> **What to do**:
Reproduce every one of the records below word for word, keeping each line in its original order.

> **Material provided**:
--------------------------------

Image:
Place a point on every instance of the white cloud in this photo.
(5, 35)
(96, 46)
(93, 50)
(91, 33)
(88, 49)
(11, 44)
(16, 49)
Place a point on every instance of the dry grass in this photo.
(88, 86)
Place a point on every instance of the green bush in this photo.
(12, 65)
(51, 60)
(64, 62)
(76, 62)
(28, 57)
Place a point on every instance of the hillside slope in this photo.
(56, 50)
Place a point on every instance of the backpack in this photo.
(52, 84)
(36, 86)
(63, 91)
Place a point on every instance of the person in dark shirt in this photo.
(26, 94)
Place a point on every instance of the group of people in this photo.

--------------------------------

> **Response**:
Image:
Place a point on every instance of the white cloud in this photo.
(5, 35)
(96, 46)
(93, 50)
(91, 33)
(88, 49)
(11, 44)
(16, 49)
Place a point on every instance of the dry grass in this photo.
(88, 86)
Place a point on every instance of the green bush in this photo.
(12, 65)
(51, 60)
(64, 62)
(76, 62)
(28, 57)
Place a point on every instance of the hillside slope in this photo.
(56, 50)
Place a point on every instance of the backpack in this photo.
(52, 84)
(36, 86)
(63, 91)
Place a point on every instance of the person in dark shirt in this photo.
(26, 94)
Place a point on every instance of the group of people in this photo.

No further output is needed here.